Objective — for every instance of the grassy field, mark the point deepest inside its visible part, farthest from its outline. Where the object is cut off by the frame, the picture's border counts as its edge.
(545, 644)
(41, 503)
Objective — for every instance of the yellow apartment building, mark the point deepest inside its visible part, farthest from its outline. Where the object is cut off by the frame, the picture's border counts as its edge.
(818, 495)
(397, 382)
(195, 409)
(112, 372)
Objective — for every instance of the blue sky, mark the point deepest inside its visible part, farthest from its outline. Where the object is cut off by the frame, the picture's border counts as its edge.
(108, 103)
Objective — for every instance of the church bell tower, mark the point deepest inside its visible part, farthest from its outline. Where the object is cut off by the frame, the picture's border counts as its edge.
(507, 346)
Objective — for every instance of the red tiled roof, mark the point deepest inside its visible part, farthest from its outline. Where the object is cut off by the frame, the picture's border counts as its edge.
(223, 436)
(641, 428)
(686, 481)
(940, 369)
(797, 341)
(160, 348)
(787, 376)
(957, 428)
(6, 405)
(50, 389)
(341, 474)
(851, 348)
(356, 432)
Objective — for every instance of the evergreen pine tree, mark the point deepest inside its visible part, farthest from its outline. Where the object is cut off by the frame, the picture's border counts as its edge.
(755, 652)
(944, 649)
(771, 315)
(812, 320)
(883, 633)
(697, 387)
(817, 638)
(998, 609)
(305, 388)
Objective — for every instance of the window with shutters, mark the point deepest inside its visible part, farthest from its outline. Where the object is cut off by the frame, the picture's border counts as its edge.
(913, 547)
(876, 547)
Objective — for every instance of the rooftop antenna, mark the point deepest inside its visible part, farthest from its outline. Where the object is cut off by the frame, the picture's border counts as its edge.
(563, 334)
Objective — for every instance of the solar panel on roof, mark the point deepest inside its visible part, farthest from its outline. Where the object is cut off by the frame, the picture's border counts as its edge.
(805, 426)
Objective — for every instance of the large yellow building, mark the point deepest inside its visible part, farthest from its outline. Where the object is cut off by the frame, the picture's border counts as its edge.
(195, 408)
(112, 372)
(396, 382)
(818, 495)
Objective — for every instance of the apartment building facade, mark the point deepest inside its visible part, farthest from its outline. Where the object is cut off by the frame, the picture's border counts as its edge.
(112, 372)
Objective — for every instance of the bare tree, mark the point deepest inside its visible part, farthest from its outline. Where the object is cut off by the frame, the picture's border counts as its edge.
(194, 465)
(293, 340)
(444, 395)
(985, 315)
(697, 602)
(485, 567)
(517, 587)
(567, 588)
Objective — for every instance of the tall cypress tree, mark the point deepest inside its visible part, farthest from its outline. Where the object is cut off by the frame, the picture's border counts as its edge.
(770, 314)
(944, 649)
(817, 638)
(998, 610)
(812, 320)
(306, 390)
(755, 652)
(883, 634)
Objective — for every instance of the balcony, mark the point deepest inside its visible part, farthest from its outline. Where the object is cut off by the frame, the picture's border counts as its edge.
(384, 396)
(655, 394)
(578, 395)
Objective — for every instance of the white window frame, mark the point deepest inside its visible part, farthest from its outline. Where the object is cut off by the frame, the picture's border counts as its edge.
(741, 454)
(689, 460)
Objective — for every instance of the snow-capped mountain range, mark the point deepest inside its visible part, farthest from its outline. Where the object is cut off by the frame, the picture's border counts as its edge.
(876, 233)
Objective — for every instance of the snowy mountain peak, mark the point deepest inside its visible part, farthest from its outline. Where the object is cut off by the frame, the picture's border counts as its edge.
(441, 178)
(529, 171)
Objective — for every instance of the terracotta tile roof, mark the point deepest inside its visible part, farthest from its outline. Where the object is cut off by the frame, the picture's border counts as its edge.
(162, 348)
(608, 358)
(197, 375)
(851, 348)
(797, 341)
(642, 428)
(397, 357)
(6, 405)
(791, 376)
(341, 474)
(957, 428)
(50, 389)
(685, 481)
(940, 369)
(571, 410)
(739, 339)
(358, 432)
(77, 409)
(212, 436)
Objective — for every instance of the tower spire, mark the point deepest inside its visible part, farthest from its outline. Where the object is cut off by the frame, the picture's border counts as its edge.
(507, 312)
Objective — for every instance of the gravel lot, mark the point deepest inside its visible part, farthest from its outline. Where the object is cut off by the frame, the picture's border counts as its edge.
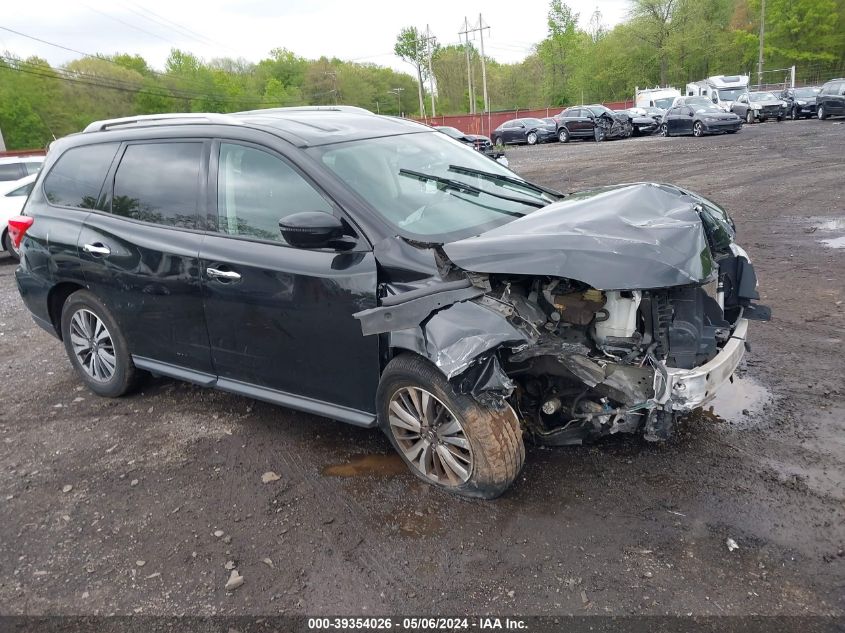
(142, 504)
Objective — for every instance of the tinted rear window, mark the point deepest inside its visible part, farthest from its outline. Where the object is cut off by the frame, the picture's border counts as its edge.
(10, 171)
(159, 182)
(77, 177)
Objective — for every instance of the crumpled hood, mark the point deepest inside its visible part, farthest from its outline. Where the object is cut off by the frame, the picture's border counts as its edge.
(628, 237)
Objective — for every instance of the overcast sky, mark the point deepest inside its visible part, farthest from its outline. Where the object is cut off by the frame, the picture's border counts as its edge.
(357, 31)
####################
_WHAT THE TASK ASKS_. Could the data above be copied out exactly, with no pictures kept?

_PROBLEM SOLUTION_.
Objective — for every instance of the grassy field, mark the point deepest inside its visible part, farthest from its outline. Where the object is cut off by the frame, the picture's border counts as its edge.
(545, 644)
(41, 503)
Objective — for every instance of the yellow apartment building, mark the point deepest inside its visible part, farthest from its outline. Where the object is cut off by the frame, the picture's border counts as its edge.
(818, 495)
(397, 382)
(195, 409)
(112, 372)
Objective — for every instance of the blue sky, mark the point deepest inside its visible part, farthest from its outline. Where the object is cut off by the frame, the picture's border counts as its edge.
(108, 103)
Objective — for every instance of the church bell tower, mark the point deepest inside its visible part, farthest from its outline. Where the object is cut off by the frame, the picture's border counts as its edge.
(507, 346)
Objective — for every instance of the red tiled roof, mark the point deepest inside its visible part, farthest from its outline. Where the object is cut off by the frame, the picture's border counts as its edge.
(223, 436)
(641, 428)
(686, 481)
(940, 369)
(797, 341)
(160, 348)
(787, 376)
(957, 428)
(6, 405)
(50, 389)
(341, 474)
(851, 348)
(356, 432)
Objective — for every instance of the evergreen pine tree, mark the point deepest inside its visible part, farthest from its outline. Where the object is cut off by the frame, the picture's border counts as its edge.
(755, 652)
(944, 649)
(771, 315)
(812, 320)
(883, 633)
(697, 387)
(817, 638)
(998, 609)
(305, 388)
Objective — for every instance of the window with shutters, mark the point deepest inside its visible part, farthest from its outline. Where the object is cut off by the frame, the picture's border counts as its edge.
(913, 547)
(876, 547)
Objective — for every instance of the rooftop antenna, mark the point deepest inside its visible part, farthest from its outline. Where the object is cut off by the frame, the picture's border counts as its edge.
(563, 334)
Objective — for every instance of the solar panel on roof, mark the point deepest inside its visible part, farthest from its outline. Where the object is cut off by the frame, the picture's border counts as its edge.
(805, 426)
Objective — for every instance of the large yellow building, mark the point deepest inside its visible part, farthest from its outline. Where the object is cut off by the frame, the picture's border counts as its edge.
(195, 408)
(112, 372)
(396, 382)
(818, 495)
Objective — for every instance of the apartment building facade, mark the point deepest inside its visible part, farthest from its outline. Where the object is cut off by the frame, the picture's border counts as its edge.
(112, 372)
Objective — for every instance of the bare tree, mark the point deepest inside its visible part, farthest from its outline. Where the object is cut off by the frame, the picture's border counts as its edge.
(194, 465)
(293, 340)
(444, 395)
(985, 315)
(697, 602)
(485, 567)
(517, 587)
(567, 588)
Objective — for every instance of the tall cypress tree, mark the point deepest inside its visible part, farthest from its outline. Where the object is cut off by the frame, the picture's border counts as its edge.
(770, 314)
(944, 649)
(817, 638)
(998, 610)
(812, 320)
(306, 390)
(755, 652)
(883, 634)
Objective — for every instance of the balcony, mark the point deepest inside its visible part, farthest from its outline. Where the object is cut off by the frame, the picture's border counts as its edge.
(384, 396)
(655, 394)
(578, 395)
Objective — for every instance of the white window frame, mark the point deepest inside its visible part, farthest from its outline. Where the object is cut off by the frame, the picture's border counts as its edge.
(741, 454)
(689, 460)
Objective — for every instance of the snow-capped mountain range, mark the point deepest inside its visible part, farthest from its outline. Where the object is cut off by the frame, the picture's border counts as its edge.
(876, 233)
Objective — for every instance of the snowy mountain peak, mark the point deepest inside its visible part, farthest from its outline. Where the object is cut off by the frame, the picture's border counts as its edge.
(441, 178)
(529, 171)
Objective — for every instance of the terracotta tile roof, mark the point deepest inside its visible part, farthest from its outline. Where the object is cut off by the frame, the picture's border counts as its edge.
(162, 348)
(608, 358)
(197, 375)
(851, 348)
(797, 341)
(642, 428)
(397, 357)
(6, 405)
(791, 376)
(341, 474)
(957, 428)
(50, 389)
(685, 481)
(940, 369)
(571, 410)
(739, 339)
(358, 432)
(77, 409)
(212, 436)
Objective — for every instance of the tower spire, mark the point deepest inside its visible part, farthest from its outline. Where the object is cut off by the frame, the picture's border counts as its edge.
(507, 312)
Objective — for every instance of the gravel lot, mark the point deepest inside its visible part, farthest from its outline. Where the object is cut off by the frame, the picture's border counts as its edge.
(142, 504)
Objective — for every instance of the tinted rear window, mark the point deepest inside its visible part, farthest from its outline. Where the object is cut off by the frame, the picture's border counts as its edge.
(10, 171)
(159, 182)
(77, 177)
Objective — for every instance of the crumpled hood, mark the point deepest inside its visible part, farthest from its outline. Where the object is cut off by the frame, the picture's border counts as its edge.
(628, 237)
Objective — for every instance of the overcast sky, mark the point deepest inside its visible part, farthest from its outline. Where the object is cut off by the frame, the picture's border counts as its edge.
(357, 31)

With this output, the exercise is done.